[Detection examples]
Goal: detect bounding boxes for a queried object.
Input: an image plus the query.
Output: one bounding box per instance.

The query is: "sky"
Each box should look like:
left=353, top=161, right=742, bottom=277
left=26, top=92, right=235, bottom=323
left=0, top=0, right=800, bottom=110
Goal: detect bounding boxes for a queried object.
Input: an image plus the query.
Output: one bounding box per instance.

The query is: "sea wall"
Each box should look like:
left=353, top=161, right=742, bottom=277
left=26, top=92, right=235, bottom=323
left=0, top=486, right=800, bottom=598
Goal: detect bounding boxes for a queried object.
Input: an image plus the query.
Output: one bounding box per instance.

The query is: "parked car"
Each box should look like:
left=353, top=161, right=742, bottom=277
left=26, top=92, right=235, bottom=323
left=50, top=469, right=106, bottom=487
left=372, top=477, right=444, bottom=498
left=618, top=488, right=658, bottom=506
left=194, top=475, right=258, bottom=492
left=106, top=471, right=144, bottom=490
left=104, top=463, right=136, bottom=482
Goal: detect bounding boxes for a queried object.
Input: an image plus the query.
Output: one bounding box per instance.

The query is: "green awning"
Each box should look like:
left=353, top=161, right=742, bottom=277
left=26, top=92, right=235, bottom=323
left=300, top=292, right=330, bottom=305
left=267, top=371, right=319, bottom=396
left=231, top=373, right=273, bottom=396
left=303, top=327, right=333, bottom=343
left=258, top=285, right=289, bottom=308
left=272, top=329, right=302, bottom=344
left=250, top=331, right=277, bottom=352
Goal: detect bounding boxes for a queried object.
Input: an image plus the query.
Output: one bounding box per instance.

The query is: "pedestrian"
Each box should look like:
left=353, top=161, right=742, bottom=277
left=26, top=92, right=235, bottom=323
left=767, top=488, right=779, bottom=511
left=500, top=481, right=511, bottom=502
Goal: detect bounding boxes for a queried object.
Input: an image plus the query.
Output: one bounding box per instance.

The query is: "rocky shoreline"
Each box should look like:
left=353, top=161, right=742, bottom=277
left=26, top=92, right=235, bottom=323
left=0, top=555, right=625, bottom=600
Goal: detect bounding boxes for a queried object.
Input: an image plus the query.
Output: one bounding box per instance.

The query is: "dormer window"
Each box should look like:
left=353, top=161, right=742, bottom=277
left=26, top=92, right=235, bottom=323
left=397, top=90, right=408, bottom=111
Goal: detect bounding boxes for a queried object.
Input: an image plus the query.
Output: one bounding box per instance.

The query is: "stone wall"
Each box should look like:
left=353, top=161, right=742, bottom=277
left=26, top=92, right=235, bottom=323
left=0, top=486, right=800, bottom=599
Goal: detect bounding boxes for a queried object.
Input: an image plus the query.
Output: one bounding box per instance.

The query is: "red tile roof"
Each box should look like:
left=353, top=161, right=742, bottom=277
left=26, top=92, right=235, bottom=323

OBJECTIVE = Could you arrange all of the material above as a numbered list with one line per item and no blank lines?

RIGHT ANSWER =
1. Goal: detect bounding boxes for a queried object.
2. Input: an image plus the query.
3. Output: one bounding box per instance.
4. The query is: "sky"
5. Each box should look like:
6. left=353, top=161, right=742, bottom=277
7. left=26, top=92, right=235, bottom=323
8. left=0, top=0, right=800, bottom=110
9. Goal: detect bounding boxes for a queried object.
10. Input: an image plus the query.
11. Output: one bounding box per instance.
12. The query is: "sea wall"
13. Each box should look like:
14. left=353, top=161, right=742, bottom=277
15. left=26, top=92, right=235, bottom=323
16. left=0, top=486, right=800, bottom=598
17. Goal: detect bounding boxes for a queried object.
18. Input: an image plus the query.
19. Output: one bounding box per instance.
20. The query is: "parked car"
21. Each box should look like:
22. left=353, top=161, right=742, bottom=277
23. left=26, top=92, right=235, bottom=323
24. left=50, top=469, right=106, bottom=487
25. left=372, top=477, right=444, bottom=498
26. left=618, top=488, right=658, bottom=506
27. left=194, top=475, right=258, bottom=492
28. left=106, top=471, right=144, bottom=490
29. left=104, top=463, right=136, bottom=482
30. Goal: detect bounding boxes for a queried object.
31. Input: an image plus the query.
32. Output: one bounding box per instance.
33. The query is: "green awning"
34. Each box should look like:
35. left=353, top=161, right=742, bottom=277
36. left=26, top=92, right=235, bottom=323
37. left=300, top=292, right=330, bottom=305
38. left=267, top=371, right=319, bottom=396
39. left=231, top=373, right=273, bottom=396
40. left=303, top=327, right=333, bottom=343
41. left=258, top=285, right=289, bottom=308
42. left=272, top=329, right=302, bottom=344
43. left=250, top=331, right=277, bottom=352
44. Goal: detect bounding boxes for a queried object.
45. Input: an image plus the query.
46. Output: one bounding box per instance.
47. The query is: "pedestrian"
48. Each box should look like:
49. left=353, top=161, right=742, bottom=277
50. left=26, top=92, right=235, bottom=323
51. left=767, top=488, right=779, bottom=511
52. left=500, top=481, right=511, bottom=502
53. Goal: detect bounding boxes for a queried object.
54. Input: an image plus the query.
55. Output: one bounding box per instance.
56. The query is: "rocky shoreline"
57. Each box should look like:
58. left=353, top=161, right=742, bottom=277
59. left=26, top=92, right=235, bottom=323
60. left=0, top=555, right=625, bottom=600
61. Goal: detect bounding boxes for a queried object.
62. Input: an image plus the query.
63. Output: one bounding box per instance.
64. The query is: "dormer window"
65. Each box should look like:
66. left=353, top=161, right=742, bottom=277
67. left=26, top=92, right=235, bottom=323
68. left=397, top=90, right=408, bottom=111
69. Goal: detect bounding boxes for a queried object.
70. Input: an image plus the query.
71. Output: one bounding box per instance.
72. The query is: "stone wall"
73. Each box should look like:
74. left=353, top=161, right=742, bottom=277
75. left=26, top=92, right=235, bottom=323
76. left=0, top=486, right=800, bottom=599
77. Goal: detect bounding boxes for a queried object.
78. Input: an image plus the query.
79. Output: one bounding box per instance.
80. The query is: "red tile roof"
81. Each box should look like:
82. left=353, top=161, right=742, bottom=277
83. left=26, top=92, right=235, bottom=323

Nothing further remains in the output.